● **GOAL**: From the SSTable compaction text below, write out the passage between "Animation 4: These" and "to seek/stream from.", inclusive, word for word.

● **DOCUMENT EXTRACT**:
*-*-*

Animation 1: Here are four new SSTables, each containing a record of a user in Texas. Of course, there would be other records in the SSTable file (including more Texas users), but we will keep the example simple.

Animation 2: These four SSTables compact together into a new SSTable.

Animation 3: Here are another four (unique) users, all in Texas. At this point, to read the entire Texas partition, we will have to read data from five SSTable files.

Animation 4: These four compact together making two SSTable files. The situation is a bit better for a read because we have only two SSTables to seek/stream from.

Animation 5: We continue handling writes of users in Texas, and size tiered compaction continues to operate making larger and larger tiers. However, now notice to read the entire Texas partition, we have to read/seek nine SSTable files! The problem propagates as we acquire more tiers/SSTables.

Stale Data

Stale Records in Larger SSTables Take Unnecessary Space

Although visually this example looks like the last, notice that each partition contains an update for a single user. These users (for whatever contrived example reason you like to come up with), constantly change their names (causing updates).

For example, user #1 Jim has changed names several times (Jeb, Joe, Jan, Jef, and Jon). Users #2 and #3 also change their names often as well. Since the latest names are in the highest tier, all the data in the lower tiers is no longer needed. They unnecessarily take hard drive space. However, there are not four SSTables in any tier, so compaction cannot eliminate the older data. Also, as data climbs up into higher tiers, these tiers compact less often, which possibly means very old stale data may be around for a while.

*-*-*

● **INFORMATION SUPPLIED**:
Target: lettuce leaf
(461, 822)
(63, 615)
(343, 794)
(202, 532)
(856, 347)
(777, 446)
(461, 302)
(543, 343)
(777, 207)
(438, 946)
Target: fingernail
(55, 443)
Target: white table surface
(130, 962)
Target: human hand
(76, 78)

*-*-*

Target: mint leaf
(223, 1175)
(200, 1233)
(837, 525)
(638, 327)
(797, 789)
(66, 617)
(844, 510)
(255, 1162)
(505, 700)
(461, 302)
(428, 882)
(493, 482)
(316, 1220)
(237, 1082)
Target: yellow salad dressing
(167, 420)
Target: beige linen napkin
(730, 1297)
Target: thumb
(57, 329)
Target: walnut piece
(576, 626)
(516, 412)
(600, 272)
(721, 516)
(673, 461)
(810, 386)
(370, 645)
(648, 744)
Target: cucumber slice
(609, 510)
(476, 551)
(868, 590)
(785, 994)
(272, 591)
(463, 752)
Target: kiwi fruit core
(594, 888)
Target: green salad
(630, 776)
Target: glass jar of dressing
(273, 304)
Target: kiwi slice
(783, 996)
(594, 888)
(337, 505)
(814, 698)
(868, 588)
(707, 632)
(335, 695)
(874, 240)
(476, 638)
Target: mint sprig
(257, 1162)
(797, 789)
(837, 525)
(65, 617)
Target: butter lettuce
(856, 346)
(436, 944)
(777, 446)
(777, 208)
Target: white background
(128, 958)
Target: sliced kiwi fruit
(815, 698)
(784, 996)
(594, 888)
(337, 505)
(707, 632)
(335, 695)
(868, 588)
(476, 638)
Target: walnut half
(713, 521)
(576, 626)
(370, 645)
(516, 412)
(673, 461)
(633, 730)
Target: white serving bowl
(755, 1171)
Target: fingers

*-*-*

● **SOLVED EXERCISE**:
Animation 4: These four compact together making two SSTable files. The situation is a bit better for a read because we have only two SSTables to seek/stream from.